PROBLEM REQUIREMENTS - Convert the records below into a JSON list of strings with one string per line, omitting blank lines and leaving out the pictures.

ENTRIES PROVIDED start

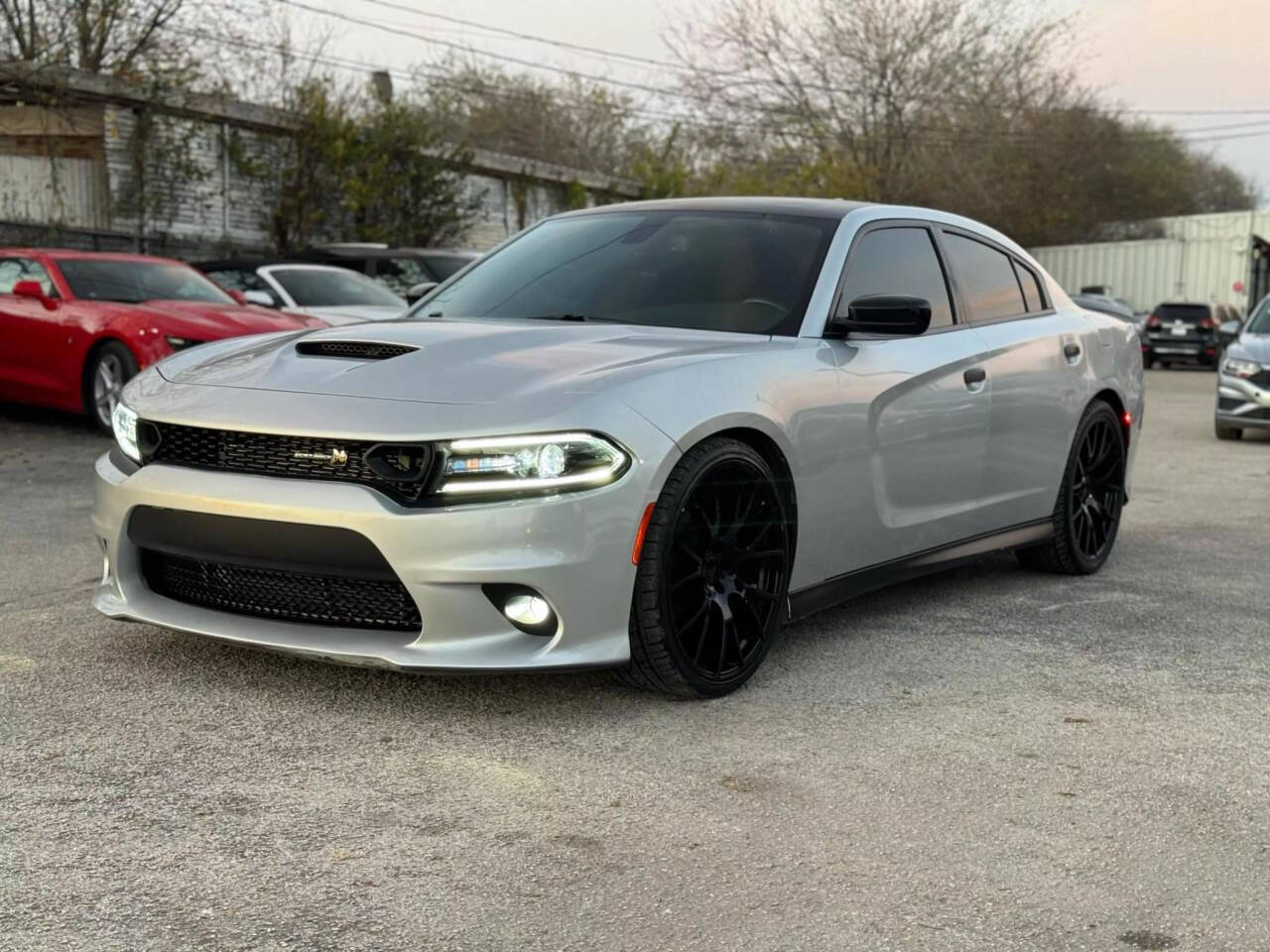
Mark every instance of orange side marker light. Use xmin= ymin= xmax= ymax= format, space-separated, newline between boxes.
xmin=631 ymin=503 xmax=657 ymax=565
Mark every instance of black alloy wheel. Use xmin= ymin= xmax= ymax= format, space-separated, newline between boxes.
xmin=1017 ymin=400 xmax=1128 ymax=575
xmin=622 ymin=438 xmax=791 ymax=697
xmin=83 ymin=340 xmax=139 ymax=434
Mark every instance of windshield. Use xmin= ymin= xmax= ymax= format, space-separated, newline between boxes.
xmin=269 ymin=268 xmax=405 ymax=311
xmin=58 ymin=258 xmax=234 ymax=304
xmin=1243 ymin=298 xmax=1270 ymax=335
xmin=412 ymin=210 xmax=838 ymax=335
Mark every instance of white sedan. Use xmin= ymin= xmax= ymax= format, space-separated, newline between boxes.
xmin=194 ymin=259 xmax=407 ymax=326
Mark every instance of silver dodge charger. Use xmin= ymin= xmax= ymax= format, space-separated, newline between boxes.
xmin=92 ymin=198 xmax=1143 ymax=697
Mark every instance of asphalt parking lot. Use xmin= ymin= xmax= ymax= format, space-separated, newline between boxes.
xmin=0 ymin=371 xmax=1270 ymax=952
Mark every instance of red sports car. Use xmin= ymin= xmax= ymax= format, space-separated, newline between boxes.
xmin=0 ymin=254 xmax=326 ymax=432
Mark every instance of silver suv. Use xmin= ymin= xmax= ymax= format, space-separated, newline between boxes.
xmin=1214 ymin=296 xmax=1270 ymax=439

ENTRIES PROVIDED end

SOLUTION TO THIS TASK -
[
  "Mark every instance of orange side marker light. Use xmin= ymin= xmax= ymax= format, space-separated, newline between boxes.",
  "xmin=631 ymin=503 xmax=657 ymax=565",
  "Mark every instance of black alloy wheel. Use xmin= ymin= xmax= ymax= format, space-separated, newline between boxes.",
  "xmin=1017 ymin=400 xmax=1128 ymax=575",
  "xmin=622 ymin=438 xmax=791 ymax=697",
  "xmin=83 ymin=340 xmax=139 ymax=434",
  "Mark every instance of windshield. Use xmin= ymin= xmax= ymax= format, space-separated, newline between boxes.",
  "xmin=269 ymin=268 xmax=405 ymax=311",
  "xmin=58 ymin=258 xmax=234 ymax=304",
  "xmin=1243 ymin=298 xmax=1270 ymax=335",
  "xmin=412 ymin=210 xmax=838 ymax=335",
  "Mark every instance of white sedan. Use xmin= ymin= xmax= ymax= format, space-separated, newline between boxes.",
  "xmin=194 ymin=259 xmax=407 ymax=326",
  "Mark every instance of silver dodge charger. Use xmin= ymin= xmax= ymax= format, space-separated, newline between boxes.",
  "xmin=92 ymin=198 xmax=1143 ymax=697",
  "Mark every instance of asphalt parking lot. Use xmin= ymin= xmax= ymax= format, space-separated, newline between boxes.",
  "xmin=0 ymin=371 xmax=1270 ymax=952",
  "Mark every instance of red sports car. Use xmin= ymin= xmax= ymax= format, space-separated, newline between boxes.",
  "xmin=0 ymin=254 xmax=326 ymax=432",
  "Mark every instance of silver suv. Use xmin= ymin= xmax= ymax= format, space-separated, newline between boxes.",
  "xmin=1214 ymin=296 xmax=1270 ymax=439"
]